*Task directions*. Rewrite the data below, switching every "keyed" to "labeled" and leaving everything else unchanged.

*Records for the task*.
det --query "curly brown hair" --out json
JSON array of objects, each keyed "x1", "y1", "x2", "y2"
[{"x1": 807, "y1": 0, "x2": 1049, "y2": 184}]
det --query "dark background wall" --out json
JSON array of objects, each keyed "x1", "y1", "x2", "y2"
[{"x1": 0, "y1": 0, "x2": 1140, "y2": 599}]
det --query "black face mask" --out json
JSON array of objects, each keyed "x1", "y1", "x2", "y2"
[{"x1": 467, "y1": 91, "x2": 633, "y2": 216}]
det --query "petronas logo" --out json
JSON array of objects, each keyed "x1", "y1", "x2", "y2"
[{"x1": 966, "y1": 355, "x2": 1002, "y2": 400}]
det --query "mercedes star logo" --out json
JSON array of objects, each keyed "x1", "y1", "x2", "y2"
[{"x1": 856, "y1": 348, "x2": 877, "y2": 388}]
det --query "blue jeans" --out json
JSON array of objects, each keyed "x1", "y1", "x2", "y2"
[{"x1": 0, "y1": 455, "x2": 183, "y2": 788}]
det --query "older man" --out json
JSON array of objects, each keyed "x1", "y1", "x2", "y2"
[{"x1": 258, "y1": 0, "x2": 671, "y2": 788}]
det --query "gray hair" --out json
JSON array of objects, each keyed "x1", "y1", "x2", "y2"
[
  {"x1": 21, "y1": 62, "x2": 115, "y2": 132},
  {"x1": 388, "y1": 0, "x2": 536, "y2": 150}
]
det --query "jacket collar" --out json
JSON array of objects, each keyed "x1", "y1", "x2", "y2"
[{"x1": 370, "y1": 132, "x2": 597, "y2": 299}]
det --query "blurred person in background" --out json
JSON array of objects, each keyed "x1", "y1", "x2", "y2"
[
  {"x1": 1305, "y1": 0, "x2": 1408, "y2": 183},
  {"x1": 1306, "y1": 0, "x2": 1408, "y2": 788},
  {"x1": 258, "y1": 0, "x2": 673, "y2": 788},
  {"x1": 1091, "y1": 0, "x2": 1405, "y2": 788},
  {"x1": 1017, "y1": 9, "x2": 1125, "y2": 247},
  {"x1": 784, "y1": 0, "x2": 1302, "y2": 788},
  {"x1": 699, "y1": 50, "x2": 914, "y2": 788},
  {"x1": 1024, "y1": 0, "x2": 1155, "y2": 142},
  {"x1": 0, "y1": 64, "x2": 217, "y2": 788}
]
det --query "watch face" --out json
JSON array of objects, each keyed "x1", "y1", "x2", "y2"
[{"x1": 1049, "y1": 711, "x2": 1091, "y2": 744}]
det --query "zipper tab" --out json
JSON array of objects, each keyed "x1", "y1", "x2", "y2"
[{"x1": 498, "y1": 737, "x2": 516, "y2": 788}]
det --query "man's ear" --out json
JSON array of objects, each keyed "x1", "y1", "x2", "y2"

*Response for this exercise*.
det --query "curly brown hair" --out json
JSON array of objects, each labeled "x1", "y1", "x2", "y2"
[{"x1": 807, "y1": 0, "x2": 1049, "y2": 184}]
det --query "dark background wall" --out json
JSON array of objects, each labeled "x1", "y1", "x2", "y2"
[{"x1": 0, "y1": 0, "x2": 1140, "y2": 599}]
det --query "black face mask" --out json
JSON array of objects, each labeled "x1", "y1", "x2", "y2"
[{"x1": 467, "y1": 91, "x2": 633, "y2": 216}]
det --query "petronas logo" --out json
JSON array of objects, each labeled "x1", "y1", "x2", "y2"
[{"x1": 966, "y1": 355, "x2": 1002, "y2": 400}]
det --query "mercedes star logo" --out json
JSON array of objects, each labeled "x1", "y1", "x2", "y2"
[{"x1": 856, "y1": 348, "x2": 877, "y2": 388}]
det --query "blue jeans" --out json
JSON array of objects, each labeled "x1", "y1", "x2", "y2"
[{"x1": 0, "y1": 455, "x2": 183, "y2": 788}]
det --query "older man" --out json
JSON array of objects, each labeled "x1", "y1", "x2", "y2"
[{"x1": 258, "y1": 0, "x2": 671, "y2": 788}]
det --query "gray hair" --out json
JSON array of objects, each labeled "x1", "y1", "x2", "y2"
[
  {"x1": 21, "y1": 62, "x2": 115, "y2": 132},
  {"x1": 388, "y1": 0, "x2": 536, "y2": 150}
]
det --query "jacket collar" --out json
JSON array of objects, each labeled "x1", "y1", "x2", "y2"
[{"x1": 370, "y1": 132, "x2": 597, "y2": 299}]
det --query "blurred person in background" --out json
JSON array of objects, each labeled "x1", "y1", "x2", "y2"
[
  {"x1": 1305, "y1": 0, "x2": 1408, "y2": 183},
  {"x1": 1306, "y1": 0, "x2": 1408, "y2": 788},
  {"x1": 258, "y1": 0, "x2": 673, "y2": 788},
  {"x1": 1091, "y1": 0, "x2": 1405, "y2": 788},
  {"x1": 1017, "y1": 9, "x2": 1125, "y2": 247},
  {"x1": 784, "y1": 0, "x2": 1302, "y2": 788},
  {"x1": 699, "y1": 50, "x2": 914, "y2": 788},
  {"x1": 1024, "y1": 0, "x2": 1155, "y2": 142},
  {"x1": 0, "y1": 64, "x2": 217, "y2": 788}
]
det --query "watch face" --out json
JSON array of objects, each labeled "x1", "y1", "x2", "y2"
[{"x1": 1049, "y1": 711, "x2": 1091, "y2": 744}]
det --query "zipper tab" --out json
JSON array of objects, each labeled "x1", "y1", "x2", "y2"
[{"x1": 498, "y1": 737, "x2": 516, "y2": 788}]
det --query "man's ear" --out json
JSON array of objects, each labeled "x1", "y1", "x2", "y2"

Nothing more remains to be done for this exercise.